» **Data for analysis**:

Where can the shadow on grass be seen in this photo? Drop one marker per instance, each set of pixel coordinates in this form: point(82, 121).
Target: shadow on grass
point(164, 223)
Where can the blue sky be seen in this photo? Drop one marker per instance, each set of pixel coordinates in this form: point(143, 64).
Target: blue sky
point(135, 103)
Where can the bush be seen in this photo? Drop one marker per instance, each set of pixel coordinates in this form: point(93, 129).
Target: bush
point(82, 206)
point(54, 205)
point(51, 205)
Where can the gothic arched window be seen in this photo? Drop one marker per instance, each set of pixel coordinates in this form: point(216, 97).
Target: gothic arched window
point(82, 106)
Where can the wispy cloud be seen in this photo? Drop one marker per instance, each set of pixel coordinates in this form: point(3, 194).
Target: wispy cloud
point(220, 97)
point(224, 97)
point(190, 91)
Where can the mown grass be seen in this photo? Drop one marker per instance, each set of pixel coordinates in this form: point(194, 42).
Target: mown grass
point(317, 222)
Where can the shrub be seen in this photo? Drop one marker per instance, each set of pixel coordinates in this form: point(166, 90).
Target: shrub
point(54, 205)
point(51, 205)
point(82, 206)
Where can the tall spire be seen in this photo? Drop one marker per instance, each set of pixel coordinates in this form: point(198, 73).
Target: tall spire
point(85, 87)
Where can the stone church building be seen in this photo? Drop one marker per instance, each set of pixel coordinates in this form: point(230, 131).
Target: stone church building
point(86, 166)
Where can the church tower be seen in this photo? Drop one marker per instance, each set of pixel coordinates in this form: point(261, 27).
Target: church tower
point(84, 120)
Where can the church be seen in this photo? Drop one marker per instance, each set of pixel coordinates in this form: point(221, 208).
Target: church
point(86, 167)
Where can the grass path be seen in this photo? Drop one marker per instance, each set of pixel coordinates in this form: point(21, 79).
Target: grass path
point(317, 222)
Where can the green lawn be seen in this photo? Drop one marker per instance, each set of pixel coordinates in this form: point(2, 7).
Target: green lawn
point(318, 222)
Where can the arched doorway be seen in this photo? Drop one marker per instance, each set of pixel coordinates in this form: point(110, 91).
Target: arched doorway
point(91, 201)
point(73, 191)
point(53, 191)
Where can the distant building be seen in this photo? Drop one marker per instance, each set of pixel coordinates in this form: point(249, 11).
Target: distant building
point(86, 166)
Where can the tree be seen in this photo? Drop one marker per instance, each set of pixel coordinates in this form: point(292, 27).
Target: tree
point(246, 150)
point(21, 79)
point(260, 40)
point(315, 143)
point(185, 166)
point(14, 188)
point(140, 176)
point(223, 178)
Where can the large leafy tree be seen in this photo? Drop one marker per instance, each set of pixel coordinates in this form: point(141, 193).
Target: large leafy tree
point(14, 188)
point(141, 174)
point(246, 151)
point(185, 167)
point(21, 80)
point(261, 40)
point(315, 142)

...

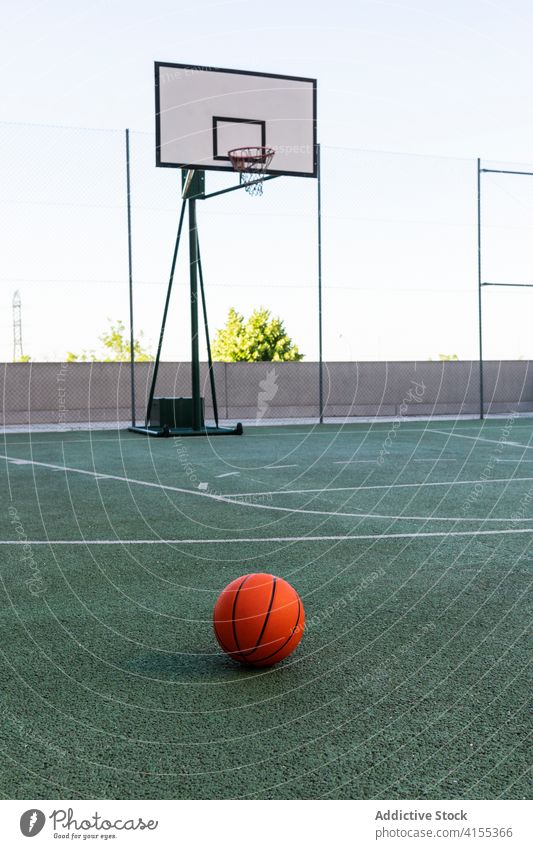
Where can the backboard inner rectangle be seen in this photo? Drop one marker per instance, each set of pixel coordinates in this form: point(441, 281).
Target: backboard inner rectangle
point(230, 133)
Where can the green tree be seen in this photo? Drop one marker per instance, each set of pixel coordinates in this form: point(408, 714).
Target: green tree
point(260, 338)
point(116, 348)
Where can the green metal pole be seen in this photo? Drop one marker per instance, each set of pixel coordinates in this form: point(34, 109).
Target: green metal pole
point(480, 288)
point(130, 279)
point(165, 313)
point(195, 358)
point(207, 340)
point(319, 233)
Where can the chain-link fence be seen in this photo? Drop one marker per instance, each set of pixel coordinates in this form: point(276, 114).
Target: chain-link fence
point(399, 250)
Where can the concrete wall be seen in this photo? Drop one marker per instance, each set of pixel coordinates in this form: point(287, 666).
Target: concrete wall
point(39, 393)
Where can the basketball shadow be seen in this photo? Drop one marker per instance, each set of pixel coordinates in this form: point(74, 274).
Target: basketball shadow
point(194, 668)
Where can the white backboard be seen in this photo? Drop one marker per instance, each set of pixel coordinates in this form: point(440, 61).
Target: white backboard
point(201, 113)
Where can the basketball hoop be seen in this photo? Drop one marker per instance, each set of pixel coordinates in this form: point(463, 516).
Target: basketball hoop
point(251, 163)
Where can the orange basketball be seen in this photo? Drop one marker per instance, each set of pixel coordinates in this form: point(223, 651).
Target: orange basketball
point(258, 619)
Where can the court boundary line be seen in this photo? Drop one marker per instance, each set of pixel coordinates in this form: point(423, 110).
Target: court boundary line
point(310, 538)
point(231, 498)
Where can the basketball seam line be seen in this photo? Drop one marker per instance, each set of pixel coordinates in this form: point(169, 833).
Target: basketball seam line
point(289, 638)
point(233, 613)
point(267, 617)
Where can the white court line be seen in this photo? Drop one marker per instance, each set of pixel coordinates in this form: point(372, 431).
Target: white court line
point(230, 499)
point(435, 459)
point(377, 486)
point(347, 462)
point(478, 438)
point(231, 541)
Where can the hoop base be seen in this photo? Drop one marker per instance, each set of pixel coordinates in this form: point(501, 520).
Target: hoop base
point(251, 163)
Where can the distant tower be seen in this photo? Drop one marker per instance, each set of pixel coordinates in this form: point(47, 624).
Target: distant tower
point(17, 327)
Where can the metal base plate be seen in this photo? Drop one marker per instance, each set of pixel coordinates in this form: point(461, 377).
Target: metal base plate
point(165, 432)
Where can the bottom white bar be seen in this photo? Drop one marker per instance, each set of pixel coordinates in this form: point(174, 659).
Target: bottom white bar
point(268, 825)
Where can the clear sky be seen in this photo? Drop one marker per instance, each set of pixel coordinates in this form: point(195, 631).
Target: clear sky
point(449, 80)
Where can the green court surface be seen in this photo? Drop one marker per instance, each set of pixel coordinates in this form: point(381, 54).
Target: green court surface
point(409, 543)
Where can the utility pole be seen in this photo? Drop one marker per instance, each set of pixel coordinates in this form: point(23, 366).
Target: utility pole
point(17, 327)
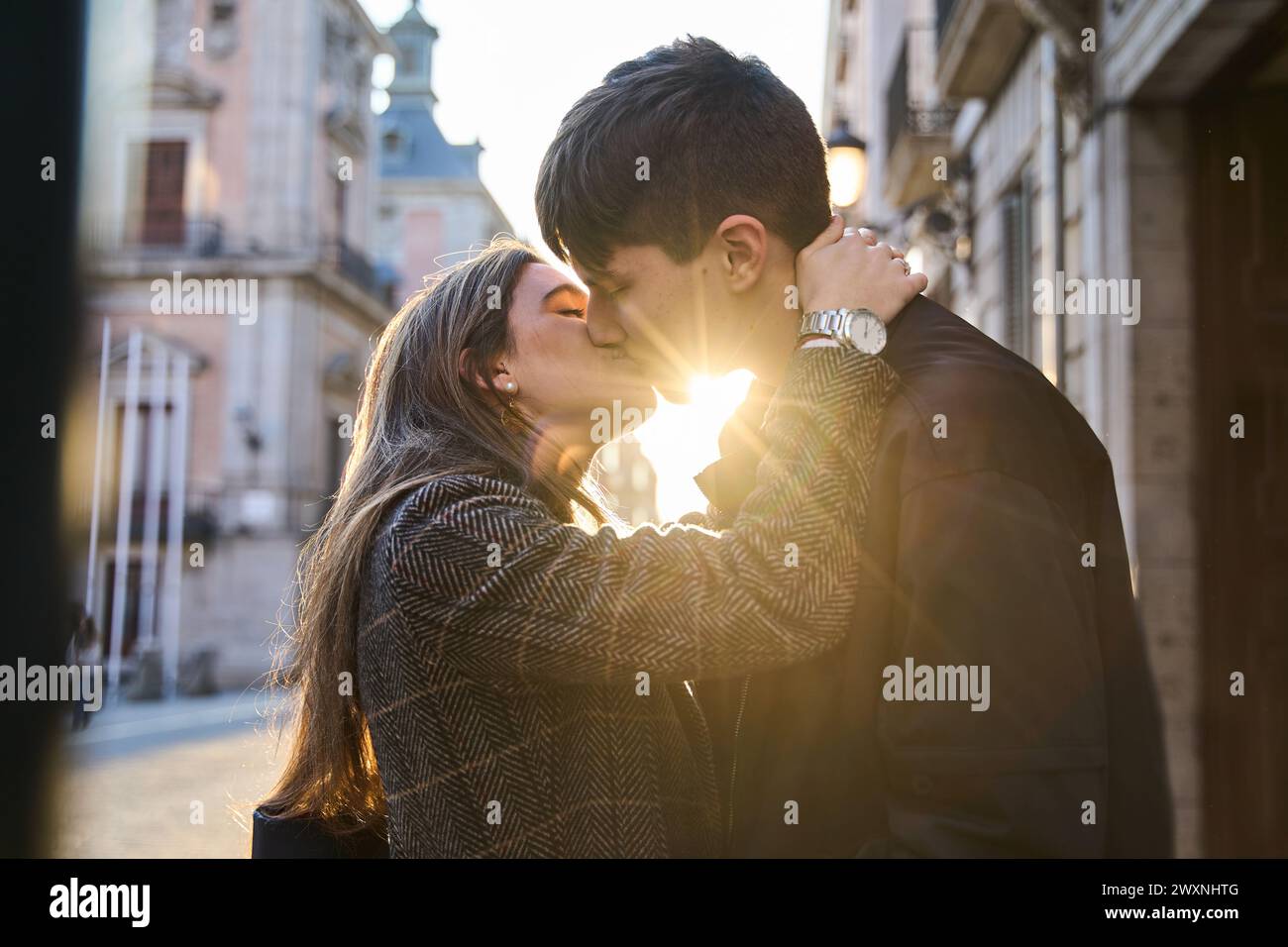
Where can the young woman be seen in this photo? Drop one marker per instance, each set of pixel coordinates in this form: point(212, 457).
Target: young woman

--

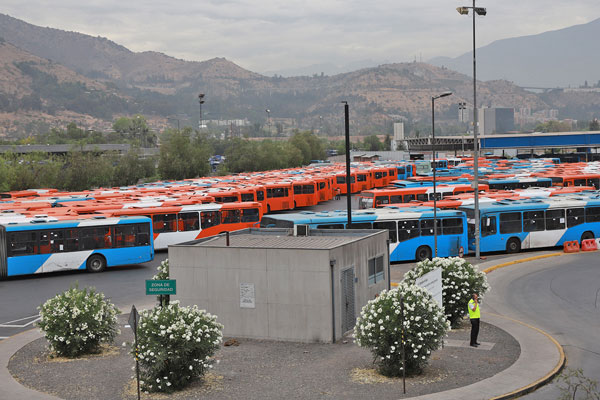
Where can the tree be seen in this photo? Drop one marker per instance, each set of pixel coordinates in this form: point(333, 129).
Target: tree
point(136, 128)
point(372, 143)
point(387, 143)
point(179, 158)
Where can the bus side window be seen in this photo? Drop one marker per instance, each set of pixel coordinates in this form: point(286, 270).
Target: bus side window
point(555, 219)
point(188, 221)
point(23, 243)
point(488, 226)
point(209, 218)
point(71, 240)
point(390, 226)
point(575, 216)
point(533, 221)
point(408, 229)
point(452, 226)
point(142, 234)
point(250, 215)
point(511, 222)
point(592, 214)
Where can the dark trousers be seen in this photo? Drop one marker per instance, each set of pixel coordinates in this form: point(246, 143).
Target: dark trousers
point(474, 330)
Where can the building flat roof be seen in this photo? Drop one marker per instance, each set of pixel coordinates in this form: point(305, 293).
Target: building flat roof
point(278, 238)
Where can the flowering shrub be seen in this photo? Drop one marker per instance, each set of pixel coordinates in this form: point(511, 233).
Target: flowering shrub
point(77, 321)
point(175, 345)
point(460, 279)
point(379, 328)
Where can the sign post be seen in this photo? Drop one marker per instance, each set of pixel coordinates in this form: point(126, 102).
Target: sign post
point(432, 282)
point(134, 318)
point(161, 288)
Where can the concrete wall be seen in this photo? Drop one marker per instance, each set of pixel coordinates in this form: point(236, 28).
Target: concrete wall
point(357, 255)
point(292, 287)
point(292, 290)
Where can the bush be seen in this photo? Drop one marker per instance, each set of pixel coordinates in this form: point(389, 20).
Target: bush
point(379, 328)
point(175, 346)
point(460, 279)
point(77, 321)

» **What you will do**: Look above for the line containing "Target: green court surface", then copy exactly from it through the line containing "Target: young woman", keeping both and leaving out pictures. Add nothing else.

» **Response to this task**:
Target: green court surface
point(409, 543)
Where can the utility pole be seen in this photo? Drop one marker per instance, each set of pixel coordinates in this form: point(23, 366).
Target: utility pole
point(17, 327)
Where can the young woman be seen in this photo? Drop one marker per instance, each set of pixel coordinates in this form: point(212, 457).
Target: young woman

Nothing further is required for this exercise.